In an effort to increase the number of science, technology, engineering, and math (STEM) graduates in the United States, Raytheon Company developed a simulation and modeling tool that will allow policymakers, educators, and researchers explore policy scenarios that could strengthen STEM education and workforce outcomes. At an event on July 8, Raytheon handed the model over to the Business-Higher Education Forum.

“Our nation is facing an important challenge: to ensure a robust pipeline of science, technology, engineering, and mathematics talent,” said William H. Swanson, Raytheon’s chairman and CEO. “For a technology company like ours, the development of the U.S. STEM Education Model has been a tremendous opportunity to apply the engineering mind set to matters close to the heart—to help secure the future of innovation in our country and of the next generation of Americans.”

OBJECTIVE A:
Answer these questions from the passage on Raytheon's STEM model:
(i) To which organization did Raytheon hand the model over, and on what date?
(ii) What positions does William H. Swanson hold at Raytheon?
(iii) By what name does Swanson refer to the model?
OBJECTIVE B:
Using the passage on Raytheon's STEM model, explain in one to three sentences why Raytheon developed its simulation and modeling tool.
OBJECTIVE C:
Summarize the passage on Raytheon's STEM model in two sentences.

INFORMATION SHOWN:
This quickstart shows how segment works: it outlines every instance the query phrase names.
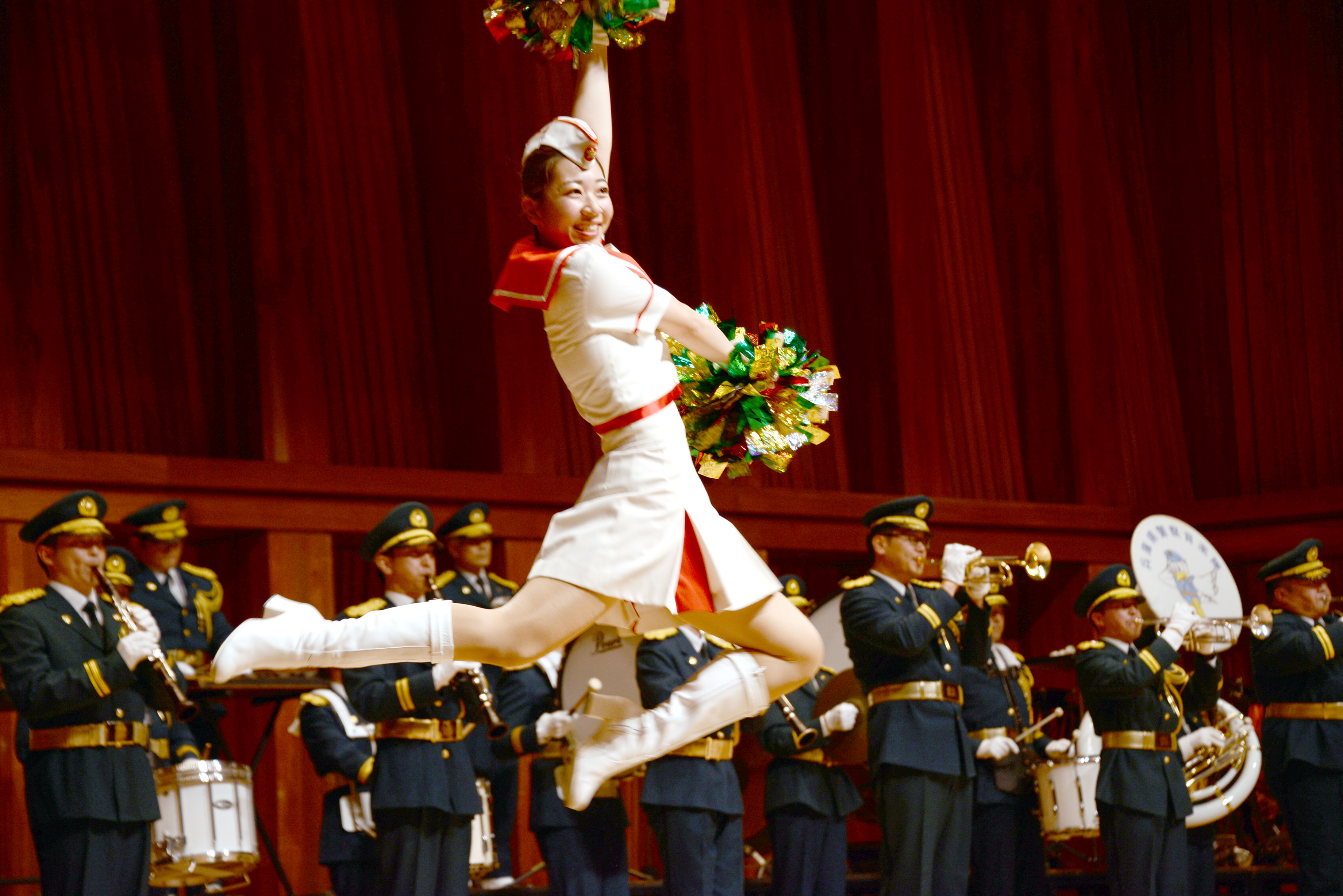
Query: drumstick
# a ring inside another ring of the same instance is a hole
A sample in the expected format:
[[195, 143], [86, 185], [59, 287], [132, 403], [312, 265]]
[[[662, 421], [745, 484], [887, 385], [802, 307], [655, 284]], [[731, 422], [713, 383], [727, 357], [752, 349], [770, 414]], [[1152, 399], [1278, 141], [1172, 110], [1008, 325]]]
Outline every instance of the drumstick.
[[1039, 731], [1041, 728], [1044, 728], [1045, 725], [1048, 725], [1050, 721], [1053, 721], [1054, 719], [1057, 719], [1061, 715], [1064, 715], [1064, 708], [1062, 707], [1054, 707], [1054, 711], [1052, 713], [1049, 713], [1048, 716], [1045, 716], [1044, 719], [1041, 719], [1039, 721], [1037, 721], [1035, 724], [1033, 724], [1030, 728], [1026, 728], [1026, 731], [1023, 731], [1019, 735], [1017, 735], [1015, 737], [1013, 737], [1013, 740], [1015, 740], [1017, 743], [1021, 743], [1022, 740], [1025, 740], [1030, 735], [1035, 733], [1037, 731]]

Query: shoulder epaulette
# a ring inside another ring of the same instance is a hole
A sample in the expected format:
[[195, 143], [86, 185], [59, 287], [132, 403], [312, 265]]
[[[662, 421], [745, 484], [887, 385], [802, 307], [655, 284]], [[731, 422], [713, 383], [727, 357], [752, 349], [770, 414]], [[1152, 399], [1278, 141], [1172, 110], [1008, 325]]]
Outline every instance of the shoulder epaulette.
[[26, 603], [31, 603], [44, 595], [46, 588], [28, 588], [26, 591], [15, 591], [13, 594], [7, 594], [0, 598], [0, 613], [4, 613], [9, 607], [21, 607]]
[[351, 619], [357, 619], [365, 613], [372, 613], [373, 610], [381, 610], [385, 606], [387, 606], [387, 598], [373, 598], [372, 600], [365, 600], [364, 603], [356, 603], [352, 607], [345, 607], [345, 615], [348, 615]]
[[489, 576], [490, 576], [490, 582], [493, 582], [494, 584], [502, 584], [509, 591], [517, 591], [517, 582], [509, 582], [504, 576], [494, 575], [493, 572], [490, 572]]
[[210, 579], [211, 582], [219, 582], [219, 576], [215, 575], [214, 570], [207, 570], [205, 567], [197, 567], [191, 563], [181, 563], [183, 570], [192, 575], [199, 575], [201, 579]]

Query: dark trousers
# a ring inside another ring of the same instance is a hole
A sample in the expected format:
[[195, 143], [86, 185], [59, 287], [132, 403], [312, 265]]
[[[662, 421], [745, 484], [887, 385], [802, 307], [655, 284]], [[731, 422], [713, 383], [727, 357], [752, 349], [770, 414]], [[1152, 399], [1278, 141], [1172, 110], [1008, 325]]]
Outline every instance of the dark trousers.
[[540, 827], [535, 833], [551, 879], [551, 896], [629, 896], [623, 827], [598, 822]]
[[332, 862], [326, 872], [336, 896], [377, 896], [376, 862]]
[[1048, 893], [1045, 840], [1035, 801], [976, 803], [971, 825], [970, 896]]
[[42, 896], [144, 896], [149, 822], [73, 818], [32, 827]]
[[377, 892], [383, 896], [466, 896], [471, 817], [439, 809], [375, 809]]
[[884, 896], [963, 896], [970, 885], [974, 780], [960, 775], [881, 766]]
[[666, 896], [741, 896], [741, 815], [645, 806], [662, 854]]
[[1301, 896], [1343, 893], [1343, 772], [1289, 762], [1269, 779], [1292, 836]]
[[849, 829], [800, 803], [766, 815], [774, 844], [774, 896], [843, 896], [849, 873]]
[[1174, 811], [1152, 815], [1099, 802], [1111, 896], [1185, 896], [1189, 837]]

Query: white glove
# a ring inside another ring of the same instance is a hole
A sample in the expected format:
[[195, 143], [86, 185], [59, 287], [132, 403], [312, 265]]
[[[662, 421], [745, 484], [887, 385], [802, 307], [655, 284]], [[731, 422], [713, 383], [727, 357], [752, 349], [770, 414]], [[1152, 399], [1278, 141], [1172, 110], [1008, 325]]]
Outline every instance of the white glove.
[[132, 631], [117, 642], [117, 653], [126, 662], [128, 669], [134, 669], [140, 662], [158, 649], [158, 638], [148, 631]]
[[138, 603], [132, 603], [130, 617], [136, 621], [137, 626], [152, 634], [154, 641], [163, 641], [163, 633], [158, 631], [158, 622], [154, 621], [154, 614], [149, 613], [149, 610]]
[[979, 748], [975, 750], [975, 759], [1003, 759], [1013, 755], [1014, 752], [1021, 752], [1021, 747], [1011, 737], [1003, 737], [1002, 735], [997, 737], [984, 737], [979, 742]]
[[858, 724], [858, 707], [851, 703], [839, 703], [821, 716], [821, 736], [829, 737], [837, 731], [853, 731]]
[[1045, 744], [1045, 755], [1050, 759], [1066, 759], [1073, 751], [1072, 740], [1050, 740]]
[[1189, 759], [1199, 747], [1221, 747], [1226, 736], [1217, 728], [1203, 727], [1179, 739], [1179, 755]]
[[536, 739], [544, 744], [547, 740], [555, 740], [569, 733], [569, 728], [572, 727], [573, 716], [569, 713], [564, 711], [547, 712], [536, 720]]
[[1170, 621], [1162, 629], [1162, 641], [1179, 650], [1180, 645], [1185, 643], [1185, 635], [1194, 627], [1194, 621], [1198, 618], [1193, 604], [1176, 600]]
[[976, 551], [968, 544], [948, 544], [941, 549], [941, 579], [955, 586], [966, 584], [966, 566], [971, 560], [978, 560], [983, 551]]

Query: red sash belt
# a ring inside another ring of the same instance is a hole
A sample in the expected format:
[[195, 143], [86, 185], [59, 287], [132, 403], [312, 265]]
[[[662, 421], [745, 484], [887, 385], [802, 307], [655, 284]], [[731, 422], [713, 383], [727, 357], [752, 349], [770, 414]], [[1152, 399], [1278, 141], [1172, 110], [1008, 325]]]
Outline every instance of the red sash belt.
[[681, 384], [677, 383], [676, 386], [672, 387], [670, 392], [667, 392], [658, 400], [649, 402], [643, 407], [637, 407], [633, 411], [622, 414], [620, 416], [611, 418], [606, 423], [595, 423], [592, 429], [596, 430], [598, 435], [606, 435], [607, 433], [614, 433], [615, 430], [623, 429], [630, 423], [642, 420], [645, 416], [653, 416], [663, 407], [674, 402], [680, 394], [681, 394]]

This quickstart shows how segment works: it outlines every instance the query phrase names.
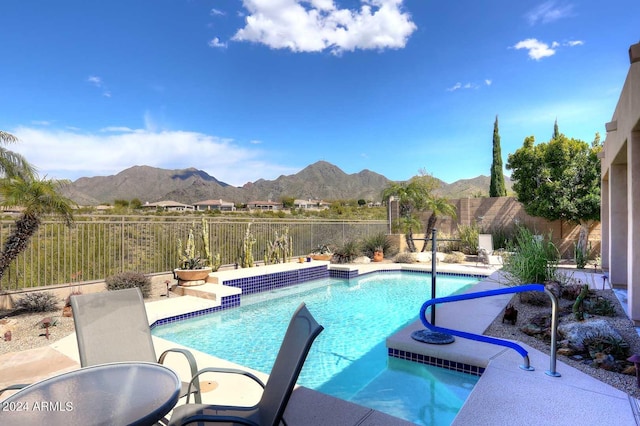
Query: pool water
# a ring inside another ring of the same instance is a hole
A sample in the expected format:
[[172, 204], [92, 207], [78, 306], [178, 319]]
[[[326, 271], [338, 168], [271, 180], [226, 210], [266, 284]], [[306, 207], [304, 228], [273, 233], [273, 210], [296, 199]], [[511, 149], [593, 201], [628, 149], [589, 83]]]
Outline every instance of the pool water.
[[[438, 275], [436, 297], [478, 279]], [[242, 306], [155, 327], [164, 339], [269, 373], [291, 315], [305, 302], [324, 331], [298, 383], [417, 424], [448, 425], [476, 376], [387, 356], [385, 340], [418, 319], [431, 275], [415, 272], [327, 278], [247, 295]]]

WORKED SOLUTION A:
(i) The Business-Higher Education Forum, at an event on July 8.
(ii) Chairman and CEO.
(iii) The U.S. STEM Education Model.

WORKED SOLUTION B:
Raytheon developed the tool to increase the number of science, technology, engineering, and math graduates in the United States. It lets policymakers, educators, and researchers explore policy scenarios that could strengthen STEM education and workforce outcomes.

WORKED SOLUTION C:
To increase the number of STEM graduates in the United States, Raytheon developed a simulation and modeling tool for exploring policy scenarios, and on July 8 it handed the tool to the Business-Higher Education Forum. Raytheon's chairman and CEO, William H. Swanson, said the nation must ensure a robust pipeline of STEM talent and called the model's development a chance to apply the engineering mind set to securing the country's future of innovation.